## Задание
Перепишите фрагмент отрывка о Леонове и Горьком, начиная со слов «В 1934 году» и заканчивая словами «Леоновым всё реже.».

Читаем Леонид Леонов. "Игра его была огромна" полностью

Скорее всего, то были превратно истолкованные слова Леонова, сказанные Иванову, о том, что «пока жив Горький — мы все маленькие вокруг него». Иванов пересказал жене этот разговор в том смысле, что Леонов хочет смерти Горького, чтобы самому выглядеть масштабнее. А Тамара, не сдержавшись, передала в том же виде эту ересь Алексею Максимовичу.

Горький спустя несколько дней спросил у Леонова: правда ли это? Смерти моей хотите?

Леонов был настолько удивлён и ошарашен, что пожал плечами и ничего не ответил.

Подобная ситуация, признаем мы, могла быть в реальности. Конечно же так пересказать слова Леонова надоумил Тамару не сам Иванов. Но безусловный факт и то, что Леонов Иванова раздражал, о чём он сам писал в дневниках, и это его раздражение, как часто водится в жизни, честно разделяла и «вторая половина».

В 1934 году Борис Пильняк в одном из разговоров мимолётом бросил: «Всеволод Иванов никого не любит. Он сделал ставку на Алексея Максимовича и думает стать его преемником, но этого никогда не случится». Фразу эту подслушали и переписали в доносе на Пильняка; но он, возможно, был прав.

Иванов, по-видимому, ревновал Леонова: во многих своих выступления и речах, не говоря о каких-то междусобойчиках и посиделках, Горький неизменно ставил Леонова выше всех. В том числе выше Иванова.

Но в последние годы жизни Горького получилось так, что с Ивановым Алексей Максимович встречался всё чаще, а с Леоновым всё реже.

И до ссоры, и тем более после.

## Материал
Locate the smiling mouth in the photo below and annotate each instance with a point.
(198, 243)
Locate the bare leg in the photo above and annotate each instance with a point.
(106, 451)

## Результат выполнения
В 1934 году Борис Пильняк в одном из разговоров мимолётом бросил: «Всеволод Иванов никого не любит. Он сделал ставку на Алексея Максимовича и думает стать его преемником, но этого никогда не случится». Фразу эту подслушали и переписали в доносе на Пильняка; но он, возможно, был прав.

Иванов, по-видимому, ревновал Леонова: во многих своих выступления и речах, не говоря о каких-то междусобойчиках и посиделках, Горький неизменно ставил Леонова выше всех. В том числе выше Иванова.

Но в последние годы жизни Горького получилось так, что с Ивановым Алексей Максимович встречался всё чаще, а с Леоновым всё реже.